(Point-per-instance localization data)
···

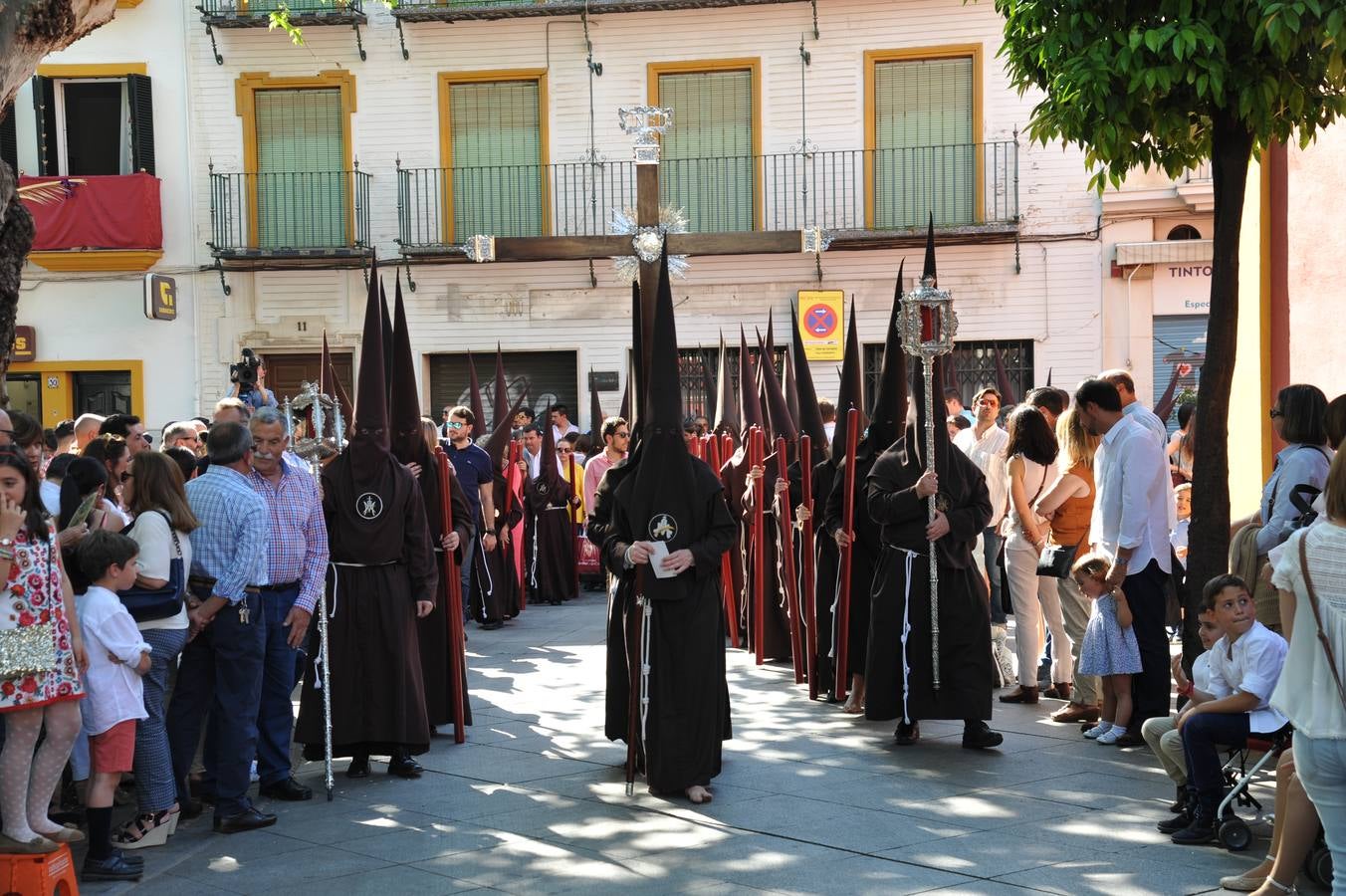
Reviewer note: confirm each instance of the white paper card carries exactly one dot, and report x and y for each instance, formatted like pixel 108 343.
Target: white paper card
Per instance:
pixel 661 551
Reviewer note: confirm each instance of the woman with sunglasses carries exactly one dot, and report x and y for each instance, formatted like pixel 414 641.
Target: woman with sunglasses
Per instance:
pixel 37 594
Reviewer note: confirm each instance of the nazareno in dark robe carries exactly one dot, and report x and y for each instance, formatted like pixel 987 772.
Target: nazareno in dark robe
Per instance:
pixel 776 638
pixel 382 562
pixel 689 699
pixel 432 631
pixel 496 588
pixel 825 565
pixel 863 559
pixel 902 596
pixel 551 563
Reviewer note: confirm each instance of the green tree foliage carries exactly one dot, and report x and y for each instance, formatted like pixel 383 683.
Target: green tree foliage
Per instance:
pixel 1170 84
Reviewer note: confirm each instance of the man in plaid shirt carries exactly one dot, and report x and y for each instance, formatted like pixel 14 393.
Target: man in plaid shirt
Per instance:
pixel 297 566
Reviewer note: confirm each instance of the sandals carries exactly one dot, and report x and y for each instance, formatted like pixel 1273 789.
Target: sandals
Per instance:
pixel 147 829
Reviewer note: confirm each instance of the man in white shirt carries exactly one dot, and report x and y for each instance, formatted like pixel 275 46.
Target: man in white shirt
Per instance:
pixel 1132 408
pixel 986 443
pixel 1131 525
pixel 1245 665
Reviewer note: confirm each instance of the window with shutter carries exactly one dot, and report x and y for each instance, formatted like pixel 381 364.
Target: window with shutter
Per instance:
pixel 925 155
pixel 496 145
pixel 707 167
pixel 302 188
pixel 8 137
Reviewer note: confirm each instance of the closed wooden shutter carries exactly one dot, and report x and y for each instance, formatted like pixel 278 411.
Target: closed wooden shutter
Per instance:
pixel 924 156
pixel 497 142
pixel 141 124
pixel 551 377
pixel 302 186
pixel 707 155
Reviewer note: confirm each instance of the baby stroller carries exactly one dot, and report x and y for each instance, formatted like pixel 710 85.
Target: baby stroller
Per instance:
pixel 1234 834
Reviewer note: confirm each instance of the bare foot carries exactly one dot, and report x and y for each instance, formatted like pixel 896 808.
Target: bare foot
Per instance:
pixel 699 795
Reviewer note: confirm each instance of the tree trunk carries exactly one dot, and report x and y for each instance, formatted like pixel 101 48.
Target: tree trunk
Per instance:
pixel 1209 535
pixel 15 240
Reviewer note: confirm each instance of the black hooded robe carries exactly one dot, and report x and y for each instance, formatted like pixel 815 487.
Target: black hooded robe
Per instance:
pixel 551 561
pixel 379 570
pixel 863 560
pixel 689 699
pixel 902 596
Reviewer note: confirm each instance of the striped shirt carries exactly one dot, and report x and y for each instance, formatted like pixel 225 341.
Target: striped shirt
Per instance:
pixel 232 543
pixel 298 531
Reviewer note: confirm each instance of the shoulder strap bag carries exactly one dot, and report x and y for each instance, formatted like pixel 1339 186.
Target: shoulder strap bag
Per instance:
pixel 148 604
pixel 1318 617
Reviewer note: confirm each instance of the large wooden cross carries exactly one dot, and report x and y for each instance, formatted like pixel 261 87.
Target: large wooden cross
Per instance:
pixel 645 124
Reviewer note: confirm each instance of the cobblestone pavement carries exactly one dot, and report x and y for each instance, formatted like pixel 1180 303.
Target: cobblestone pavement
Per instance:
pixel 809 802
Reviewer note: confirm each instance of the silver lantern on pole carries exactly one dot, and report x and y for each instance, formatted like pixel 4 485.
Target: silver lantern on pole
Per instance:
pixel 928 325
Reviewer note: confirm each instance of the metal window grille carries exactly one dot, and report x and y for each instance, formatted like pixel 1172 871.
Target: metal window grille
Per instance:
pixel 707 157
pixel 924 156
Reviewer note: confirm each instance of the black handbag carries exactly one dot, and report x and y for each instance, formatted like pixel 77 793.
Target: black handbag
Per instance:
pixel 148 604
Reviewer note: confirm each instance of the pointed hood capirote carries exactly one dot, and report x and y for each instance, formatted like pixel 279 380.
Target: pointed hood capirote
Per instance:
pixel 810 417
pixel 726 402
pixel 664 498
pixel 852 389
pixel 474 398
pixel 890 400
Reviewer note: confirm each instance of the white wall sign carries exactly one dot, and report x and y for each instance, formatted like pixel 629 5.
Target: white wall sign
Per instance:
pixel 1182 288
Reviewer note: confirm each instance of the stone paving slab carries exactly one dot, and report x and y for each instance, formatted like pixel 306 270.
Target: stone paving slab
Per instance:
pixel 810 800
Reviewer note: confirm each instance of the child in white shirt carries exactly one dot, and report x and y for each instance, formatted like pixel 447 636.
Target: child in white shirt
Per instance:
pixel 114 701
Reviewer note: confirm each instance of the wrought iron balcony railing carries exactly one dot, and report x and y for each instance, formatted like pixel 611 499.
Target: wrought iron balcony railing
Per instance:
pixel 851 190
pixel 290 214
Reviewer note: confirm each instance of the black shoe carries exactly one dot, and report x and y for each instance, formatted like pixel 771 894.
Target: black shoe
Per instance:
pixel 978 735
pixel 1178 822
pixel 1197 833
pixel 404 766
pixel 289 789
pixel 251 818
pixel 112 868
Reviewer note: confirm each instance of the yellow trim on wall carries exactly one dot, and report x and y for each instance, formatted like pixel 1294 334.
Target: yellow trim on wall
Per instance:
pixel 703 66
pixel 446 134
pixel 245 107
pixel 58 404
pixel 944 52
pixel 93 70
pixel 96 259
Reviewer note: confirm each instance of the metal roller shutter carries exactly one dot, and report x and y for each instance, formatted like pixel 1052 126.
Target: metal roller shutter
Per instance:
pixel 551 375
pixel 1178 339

···

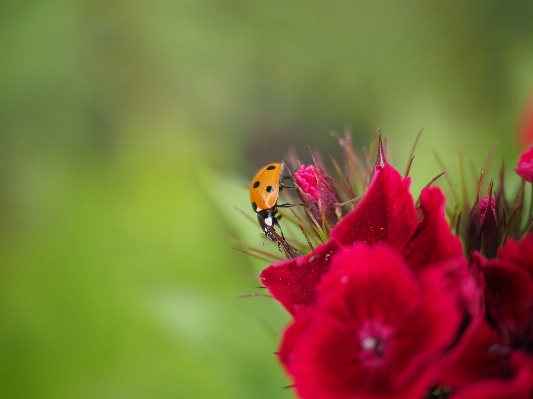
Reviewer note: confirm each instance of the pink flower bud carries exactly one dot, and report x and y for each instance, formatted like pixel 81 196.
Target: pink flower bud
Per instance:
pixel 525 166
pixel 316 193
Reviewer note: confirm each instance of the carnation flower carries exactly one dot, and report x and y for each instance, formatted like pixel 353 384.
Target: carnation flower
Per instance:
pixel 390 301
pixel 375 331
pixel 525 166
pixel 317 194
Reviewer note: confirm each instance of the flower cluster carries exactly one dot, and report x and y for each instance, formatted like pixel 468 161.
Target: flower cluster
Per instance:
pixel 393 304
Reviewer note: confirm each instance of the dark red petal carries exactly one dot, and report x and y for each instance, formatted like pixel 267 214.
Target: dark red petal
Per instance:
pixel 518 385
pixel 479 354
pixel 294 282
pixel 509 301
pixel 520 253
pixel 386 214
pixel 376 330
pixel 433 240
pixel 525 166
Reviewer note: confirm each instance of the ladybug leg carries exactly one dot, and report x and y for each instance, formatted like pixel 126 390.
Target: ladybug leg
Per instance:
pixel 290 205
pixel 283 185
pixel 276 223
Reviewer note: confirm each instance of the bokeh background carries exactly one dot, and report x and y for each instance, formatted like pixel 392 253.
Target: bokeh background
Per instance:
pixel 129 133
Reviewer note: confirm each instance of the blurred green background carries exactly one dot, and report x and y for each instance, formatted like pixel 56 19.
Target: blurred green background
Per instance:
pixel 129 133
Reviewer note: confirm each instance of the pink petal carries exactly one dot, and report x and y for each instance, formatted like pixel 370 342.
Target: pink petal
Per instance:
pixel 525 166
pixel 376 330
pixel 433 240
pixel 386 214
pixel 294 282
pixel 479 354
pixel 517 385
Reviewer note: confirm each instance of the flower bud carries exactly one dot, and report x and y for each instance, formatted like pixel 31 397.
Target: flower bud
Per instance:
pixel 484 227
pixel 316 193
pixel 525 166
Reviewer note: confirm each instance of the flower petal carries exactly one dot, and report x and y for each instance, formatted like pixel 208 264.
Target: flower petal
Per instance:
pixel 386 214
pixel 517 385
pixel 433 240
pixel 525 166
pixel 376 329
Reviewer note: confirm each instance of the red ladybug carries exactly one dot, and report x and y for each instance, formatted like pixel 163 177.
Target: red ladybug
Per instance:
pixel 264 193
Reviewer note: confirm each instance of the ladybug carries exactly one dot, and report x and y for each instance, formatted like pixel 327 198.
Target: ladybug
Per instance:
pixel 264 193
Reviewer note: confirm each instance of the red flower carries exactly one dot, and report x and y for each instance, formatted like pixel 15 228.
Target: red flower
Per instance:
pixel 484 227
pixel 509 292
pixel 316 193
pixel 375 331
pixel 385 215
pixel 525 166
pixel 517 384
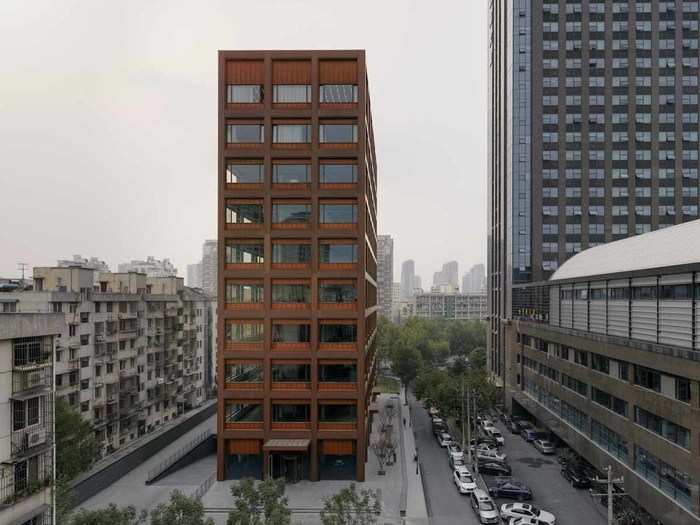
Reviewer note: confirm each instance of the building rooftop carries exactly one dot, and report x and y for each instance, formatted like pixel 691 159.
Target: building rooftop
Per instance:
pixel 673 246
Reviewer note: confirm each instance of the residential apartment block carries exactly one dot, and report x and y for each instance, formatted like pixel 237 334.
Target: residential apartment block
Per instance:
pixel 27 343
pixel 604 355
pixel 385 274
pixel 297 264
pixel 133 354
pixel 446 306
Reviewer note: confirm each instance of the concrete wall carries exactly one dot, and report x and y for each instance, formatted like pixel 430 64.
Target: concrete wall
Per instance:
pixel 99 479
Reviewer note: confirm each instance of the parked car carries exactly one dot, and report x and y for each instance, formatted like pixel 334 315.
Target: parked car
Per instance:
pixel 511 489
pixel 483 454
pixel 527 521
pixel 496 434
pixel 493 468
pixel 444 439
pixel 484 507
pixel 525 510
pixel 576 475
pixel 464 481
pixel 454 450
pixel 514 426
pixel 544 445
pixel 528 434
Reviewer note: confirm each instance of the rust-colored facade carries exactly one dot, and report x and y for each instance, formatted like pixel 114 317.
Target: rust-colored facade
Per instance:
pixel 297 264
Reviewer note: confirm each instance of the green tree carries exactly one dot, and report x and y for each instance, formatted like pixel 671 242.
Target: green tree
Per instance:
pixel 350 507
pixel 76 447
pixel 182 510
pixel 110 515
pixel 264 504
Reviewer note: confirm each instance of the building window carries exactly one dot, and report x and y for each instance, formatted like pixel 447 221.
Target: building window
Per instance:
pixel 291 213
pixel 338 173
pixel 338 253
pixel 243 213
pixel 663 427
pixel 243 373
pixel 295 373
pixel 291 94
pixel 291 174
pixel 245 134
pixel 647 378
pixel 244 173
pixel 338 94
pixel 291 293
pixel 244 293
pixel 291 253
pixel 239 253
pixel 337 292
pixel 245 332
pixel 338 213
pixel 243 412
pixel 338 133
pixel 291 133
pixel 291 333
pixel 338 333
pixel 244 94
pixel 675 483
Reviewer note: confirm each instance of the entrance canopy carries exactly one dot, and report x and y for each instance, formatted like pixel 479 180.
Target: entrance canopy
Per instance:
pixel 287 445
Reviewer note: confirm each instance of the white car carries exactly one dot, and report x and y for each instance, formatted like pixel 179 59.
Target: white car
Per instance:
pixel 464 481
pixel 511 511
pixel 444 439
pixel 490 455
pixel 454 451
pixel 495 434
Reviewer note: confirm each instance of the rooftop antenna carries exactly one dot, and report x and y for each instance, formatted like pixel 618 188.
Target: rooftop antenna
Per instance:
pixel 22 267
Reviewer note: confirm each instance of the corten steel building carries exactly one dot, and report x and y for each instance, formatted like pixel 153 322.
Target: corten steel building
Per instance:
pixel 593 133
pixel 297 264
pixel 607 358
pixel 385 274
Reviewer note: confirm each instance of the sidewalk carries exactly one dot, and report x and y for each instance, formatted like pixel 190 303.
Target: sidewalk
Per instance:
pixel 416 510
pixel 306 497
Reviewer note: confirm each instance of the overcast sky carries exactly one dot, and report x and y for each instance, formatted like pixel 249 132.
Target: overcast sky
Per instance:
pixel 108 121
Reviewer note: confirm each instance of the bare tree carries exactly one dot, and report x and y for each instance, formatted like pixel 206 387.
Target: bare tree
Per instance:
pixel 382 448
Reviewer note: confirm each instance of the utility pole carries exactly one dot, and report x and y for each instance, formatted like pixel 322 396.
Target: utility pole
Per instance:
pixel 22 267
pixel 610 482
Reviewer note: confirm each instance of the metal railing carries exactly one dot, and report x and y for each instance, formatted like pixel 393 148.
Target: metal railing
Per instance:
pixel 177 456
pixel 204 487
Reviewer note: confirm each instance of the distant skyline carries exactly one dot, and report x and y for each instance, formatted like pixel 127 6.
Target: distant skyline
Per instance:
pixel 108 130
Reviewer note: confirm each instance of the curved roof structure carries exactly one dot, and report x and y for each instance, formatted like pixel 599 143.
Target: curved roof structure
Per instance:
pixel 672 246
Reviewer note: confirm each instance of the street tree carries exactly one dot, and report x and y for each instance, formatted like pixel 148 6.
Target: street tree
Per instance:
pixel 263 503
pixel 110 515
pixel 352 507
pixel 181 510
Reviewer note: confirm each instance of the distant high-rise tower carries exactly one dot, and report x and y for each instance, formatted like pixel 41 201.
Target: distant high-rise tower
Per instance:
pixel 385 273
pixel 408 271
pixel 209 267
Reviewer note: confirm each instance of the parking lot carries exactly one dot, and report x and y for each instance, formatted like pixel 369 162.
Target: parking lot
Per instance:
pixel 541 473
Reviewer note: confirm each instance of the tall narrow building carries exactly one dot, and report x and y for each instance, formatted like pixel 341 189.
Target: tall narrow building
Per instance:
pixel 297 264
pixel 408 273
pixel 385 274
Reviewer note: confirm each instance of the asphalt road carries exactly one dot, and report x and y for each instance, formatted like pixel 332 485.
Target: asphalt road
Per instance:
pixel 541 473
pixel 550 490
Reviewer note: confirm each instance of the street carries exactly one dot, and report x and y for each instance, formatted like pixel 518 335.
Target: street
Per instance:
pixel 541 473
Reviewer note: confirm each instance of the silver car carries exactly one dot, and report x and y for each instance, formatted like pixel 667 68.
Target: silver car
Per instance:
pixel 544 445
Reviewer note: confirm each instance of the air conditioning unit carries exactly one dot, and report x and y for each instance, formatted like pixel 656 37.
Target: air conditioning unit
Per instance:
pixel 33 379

···

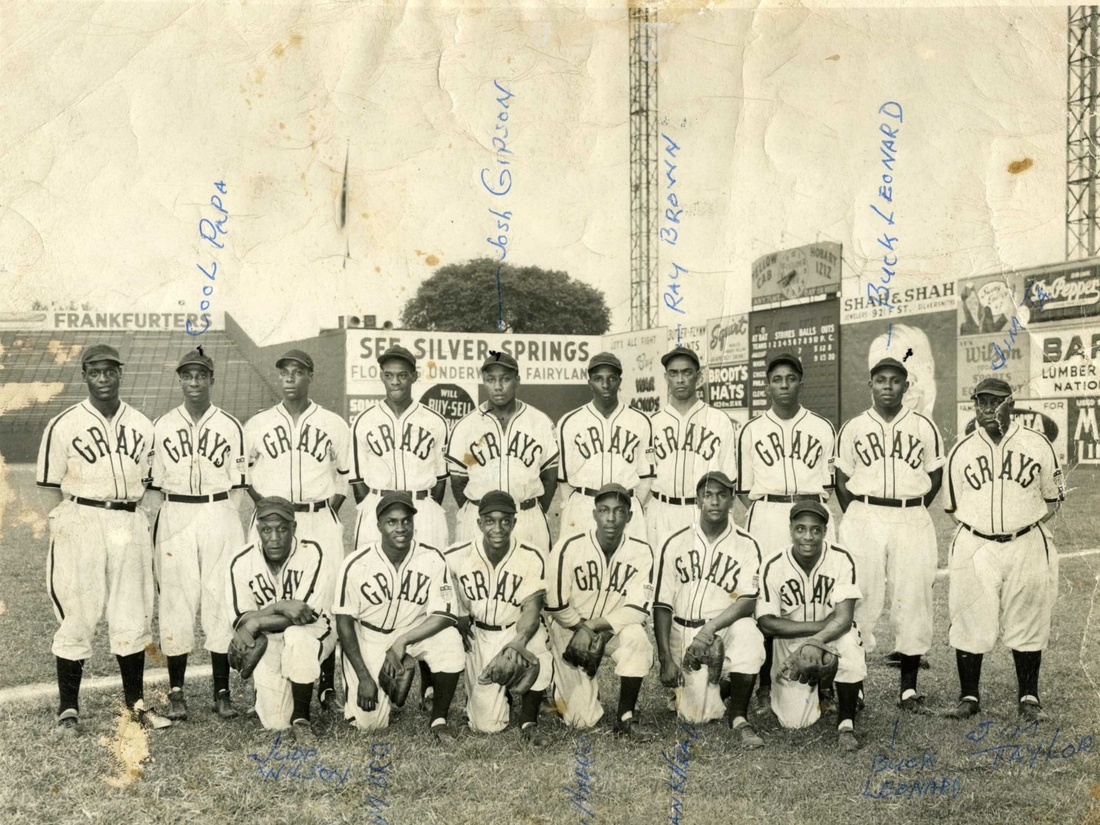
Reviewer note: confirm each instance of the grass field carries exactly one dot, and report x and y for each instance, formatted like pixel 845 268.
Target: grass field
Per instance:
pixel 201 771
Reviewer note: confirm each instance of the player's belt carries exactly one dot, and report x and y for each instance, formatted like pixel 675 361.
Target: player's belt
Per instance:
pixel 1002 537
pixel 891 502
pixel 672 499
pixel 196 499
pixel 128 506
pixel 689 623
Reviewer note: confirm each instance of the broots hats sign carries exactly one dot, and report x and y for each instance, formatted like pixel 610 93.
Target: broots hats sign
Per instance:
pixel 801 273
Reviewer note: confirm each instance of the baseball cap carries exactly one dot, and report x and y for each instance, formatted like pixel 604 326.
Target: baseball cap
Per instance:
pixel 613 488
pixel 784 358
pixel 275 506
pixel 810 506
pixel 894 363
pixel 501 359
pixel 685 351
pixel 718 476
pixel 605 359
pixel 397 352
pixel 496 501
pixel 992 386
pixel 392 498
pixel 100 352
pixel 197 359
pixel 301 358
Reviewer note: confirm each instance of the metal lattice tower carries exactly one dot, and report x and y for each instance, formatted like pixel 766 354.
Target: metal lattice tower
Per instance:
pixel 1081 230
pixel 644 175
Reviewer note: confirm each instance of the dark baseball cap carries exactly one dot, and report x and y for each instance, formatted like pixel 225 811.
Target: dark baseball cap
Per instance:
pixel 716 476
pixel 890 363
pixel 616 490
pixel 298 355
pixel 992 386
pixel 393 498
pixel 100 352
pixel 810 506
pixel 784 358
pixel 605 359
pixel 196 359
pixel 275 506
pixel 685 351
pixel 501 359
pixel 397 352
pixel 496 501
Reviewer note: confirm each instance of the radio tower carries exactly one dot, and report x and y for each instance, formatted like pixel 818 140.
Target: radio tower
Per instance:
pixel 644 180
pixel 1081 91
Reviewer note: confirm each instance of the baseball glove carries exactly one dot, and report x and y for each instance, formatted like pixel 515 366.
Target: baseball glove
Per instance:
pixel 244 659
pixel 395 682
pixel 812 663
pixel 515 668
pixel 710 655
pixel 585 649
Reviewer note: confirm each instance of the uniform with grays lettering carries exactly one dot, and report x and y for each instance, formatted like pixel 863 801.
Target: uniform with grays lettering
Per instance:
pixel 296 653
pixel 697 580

···

» WORK TASK
Look through the entries above and copy each line that has "lattice" in it.

» RESPONSE TO THE EXERCISE
Reviewer note: confirm each instance of the metal lattice tower carries exactly one dot, and report x and y for each instance, formatted like pixel 766 354.
Target: metal lattice tower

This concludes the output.